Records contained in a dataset
════

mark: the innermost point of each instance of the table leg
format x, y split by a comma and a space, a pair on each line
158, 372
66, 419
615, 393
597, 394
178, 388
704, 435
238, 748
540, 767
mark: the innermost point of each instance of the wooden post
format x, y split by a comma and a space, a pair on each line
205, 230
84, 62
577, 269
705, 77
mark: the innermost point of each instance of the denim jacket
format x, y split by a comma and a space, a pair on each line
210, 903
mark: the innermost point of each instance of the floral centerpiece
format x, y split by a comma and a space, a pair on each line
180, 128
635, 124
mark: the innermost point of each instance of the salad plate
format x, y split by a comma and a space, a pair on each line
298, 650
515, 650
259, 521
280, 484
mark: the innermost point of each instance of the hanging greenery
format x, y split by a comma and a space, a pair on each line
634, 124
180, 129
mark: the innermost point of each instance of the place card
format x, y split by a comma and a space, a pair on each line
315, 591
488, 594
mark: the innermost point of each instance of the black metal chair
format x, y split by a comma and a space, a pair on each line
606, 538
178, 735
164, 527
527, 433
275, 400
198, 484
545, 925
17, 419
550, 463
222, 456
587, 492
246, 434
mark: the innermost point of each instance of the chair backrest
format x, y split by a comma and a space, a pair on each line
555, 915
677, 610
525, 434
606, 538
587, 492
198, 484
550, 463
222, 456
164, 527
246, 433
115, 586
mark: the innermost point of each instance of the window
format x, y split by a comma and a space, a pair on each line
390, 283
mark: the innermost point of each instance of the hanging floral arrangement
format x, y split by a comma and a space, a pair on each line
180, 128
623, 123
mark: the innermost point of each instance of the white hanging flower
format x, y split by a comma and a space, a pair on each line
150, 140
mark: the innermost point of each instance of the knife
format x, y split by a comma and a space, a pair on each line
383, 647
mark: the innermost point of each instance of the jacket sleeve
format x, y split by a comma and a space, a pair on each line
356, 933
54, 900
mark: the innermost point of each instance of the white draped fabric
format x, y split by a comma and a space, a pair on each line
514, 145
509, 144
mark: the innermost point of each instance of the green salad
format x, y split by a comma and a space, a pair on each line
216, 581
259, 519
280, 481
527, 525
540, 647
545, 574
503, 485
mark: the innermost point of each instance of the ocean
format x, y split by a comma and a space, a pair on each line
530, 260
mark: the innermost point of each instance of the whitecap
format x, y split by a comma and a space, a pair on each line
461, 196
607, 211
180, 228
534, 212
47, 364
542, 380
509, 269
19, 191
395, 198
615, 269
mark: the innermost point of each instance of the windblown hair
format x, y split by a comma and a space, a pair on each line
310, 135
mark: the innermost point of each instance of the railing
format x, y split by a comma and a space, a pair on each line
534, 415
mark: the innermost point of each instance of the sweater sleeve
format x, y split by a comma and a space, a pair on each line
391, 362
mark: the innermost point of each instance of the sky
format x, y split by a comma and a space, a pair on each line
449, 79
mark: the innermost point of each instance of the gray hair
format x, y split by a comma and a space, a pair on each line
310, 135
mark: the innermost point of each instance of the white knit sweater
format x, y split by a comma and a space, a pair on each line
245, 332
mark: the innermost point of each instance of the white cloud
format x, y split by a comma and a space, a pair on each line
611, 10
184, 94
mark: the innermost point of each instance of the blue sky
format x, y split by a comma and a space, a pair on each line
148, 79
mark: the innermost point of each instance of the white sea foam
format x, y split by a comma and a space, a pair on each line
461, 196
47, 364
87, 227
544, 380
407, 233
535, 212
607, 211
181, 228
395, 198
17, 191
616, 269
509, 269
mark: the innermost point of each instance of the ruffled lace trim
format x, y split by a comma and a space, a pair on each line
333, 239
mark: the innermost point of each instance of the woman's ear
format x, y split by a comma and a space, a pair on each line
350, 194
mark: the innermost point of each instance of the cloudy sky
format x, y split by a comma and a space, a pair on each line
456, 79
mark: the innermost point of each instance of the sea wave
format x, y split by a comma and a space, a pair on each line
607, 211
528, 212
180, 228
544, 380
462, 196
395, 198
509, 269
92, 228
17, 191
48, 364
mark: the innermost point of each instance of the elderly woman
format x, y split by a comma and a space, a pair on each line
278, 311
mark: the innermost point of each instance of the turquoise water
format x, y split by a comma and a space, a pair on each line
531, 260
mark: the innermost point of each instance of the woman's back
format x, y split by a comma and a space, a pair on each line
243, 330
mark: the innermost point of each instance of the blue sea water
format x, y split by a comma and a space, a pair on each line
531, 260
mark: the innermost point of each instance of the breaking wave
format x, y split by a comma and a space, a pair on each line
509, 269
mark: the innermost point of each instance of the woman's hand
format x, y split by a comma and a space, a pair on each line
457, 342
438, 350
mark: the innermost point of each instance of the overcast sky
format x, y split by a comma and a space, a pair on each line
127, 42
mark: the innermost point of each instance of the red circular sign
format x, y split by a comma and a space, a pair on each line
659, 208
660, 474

════

● Directive: Each line above must be reproduced exactly as it stands.

● Written answer:
mark: the innermost point of each instance of the table leg
format x, y split by a comma and a space, a pair on each line
158, 372
66, 419
615, 393
597, 394
178, 388
704, 435
238, 748
540, 767
mark: the innermost point of each instance of the wooden post
format x, y split by a comma and a space, a pair on each line
205, 230
84, 62
577, 269
705, 77
mark: the innermost point of each instance of the denim jacket
format x, y split by a comma and a space, a pair on each line
210, 903
mark: the innermost point of each instance of the floral centerpiece
format x, y split by a comma and a space, a pair on each line
180, 128
635, 124
mark: the innermost point of each instance of the salad plate
format x, y split by a comma and a space, a pair on each line
298, 650
515, 650
259, 521
280, 484
mark: the innermost point of each instance of the hanging greenery
format x, y split by a comma and a space, a pair on each line
634, 124
180, 129
mark: the innermost point of each instance of the place card
format x, y split by a comma and a space, a pair on each line
315, 591
488, 594
mark: the innermost point of each instance of the black metal chair
format x, y split by a comma and a space, a pair on each line
606, 538
178, 735
164, 527
527, 433
275, 400
198, 484
545, 925
17, 419
550, 463
222, 456
587, 492
246, 434
mark: the innermost point of each instance of the chair backrest
format x, y split by a comma and a space, a pair on each line
555, 915
677, 610
525, 434
606, 538
587, 492
198, 484
550, 463
222, 456
164, 527
246, 433
115, 586
mark: the innermost point of each instance of the window
format x, y split by a comma and a space, a pair on each line
390, 283
mark: the innermost point of each instance of the hanging floral arrangement
format x, y split by a comma and a space, a pair on each line
180, 128
623, 123
mark: the innermost point of each instance of the white hanging flower
format x, y split by a comma and a space, a pair on each line
150, 140
mark: the innermost point of each instance of the knife
format x, y split by a comma and a space, a pair on each line
383, 647
mark: the innermost point of each instance of the jacket sleeve
format x, y split by a comma and a space, a pair on each line
356, 933
54, 900
mark: the innermost point of each instance of the white draped fabric
format x, y split by a comma and a space, a pair on each line
514, 145
509, 144
mark: the innermost point of each instance of the green salad
format x, y split by a comma and a space, a pair on each line
216, 581
259, 519
280, 481
527, 525
540, 647
545, 574
503, 485
mark: the innermost point of each instance of the ocean
format x, y split by a comma and a space, a pair on each line
530, 260
mark: the innermost point of each instance of the whitecap
format x, y split by a comma and a space, a pair on each line
461, 196
607, 211
180, 228
534, 212
47, 364
542, 380
509, 269
19, 191
395, 198
615, 269
mark: the innermost point of each instance of the windblown hair
format x, y split by a comma and a space, a pair on each line
310, 135
mark: the innermost point of each instance of the railing
format x, y split by a comma and a space, a pair on each line
534, 415
mark: the innermost point of each instance of the sweater sleeve
format x, y split by a comma and a space, a pair on each line
391, 362
mark: the innermost point of each instance of the sky
format x, y split by a comma and a space, a pair on each line
449, 79
mark: the innermost point of each instance of the gray hair
format x, y split by a comma and a space, a pair on each line
310, 135
mark: the innermost point of each instance of the white knit sweater
format x, y split by a comma and a space, a pair on each line
245, 332
mark: the innermost point of each instance of the white cloud
format x, y split by a comma and a space, a pair on each line
611, 10
184, 94
mark: the innermost point of each instance of the blue sky
format x, y split by a comma and a space, a pair on each line
148, 79
mark: the innermost point of each instance of the white sea foam
format x, y split by a comma and a space, a pair on each line
461, 196
47, 364
87, 227
544, 380
407, 233
535, 212
607, 211
181, 228
395, 198
17, 191
616, 269
509, 269
mark: the innermost point of each instance of the ruffled lace trim
format x, y split by a comma and a space, a pair on each line
333, 239
mark: the innermost point of each instance of the woman's ear
format x, y split by a comma and a space, a pair on each line
350, 194
mark: the innermost point of each instance of the cloudy sky
format x, y split by a comma and a space, a pair on each line
456, 79
mark: the innermost point of each instance of the sea wave
format x, y split by a comma and a space, a pair on each line
607, 211
528, 212
180, 228
544, 380
462, 196
395, 198
509, 269
92, 228
17, 191
48, 364
mark: the innermost point of each instance of the elderly woman
format x, y split by a comma and a space, a pair on each line
278, 311
mark: the innermost point of each instance of the turquoise water
format x, y split by a comma and a space, a pair on each line
531, 260
mark: the innermost point of each instance of the woman's back
format x, y split by a comma and a space, a pair on each line
243, 330
mark: the innermost point of each instance of the blue sea water
format x, y split by a comma and a space, a pair on each line
531, 260
mark: the innermost point of each instance of the breaking wave
format x, y split by a comma and a space, a pair on each line
509, 269
mark: the innermost point of each instance of the woman's hand
format x, y split by a comma and a space, a pair on each line
457, 342
438, 350
mark: the innermost point of each instance of the overcast sky
format x, y split by a comma and a space, a pair on each line
127, 42
mark: the innermost point of each instance of the red circular sign
format x, y split by a comma and a space, a pair on each line
659, 208
660, 474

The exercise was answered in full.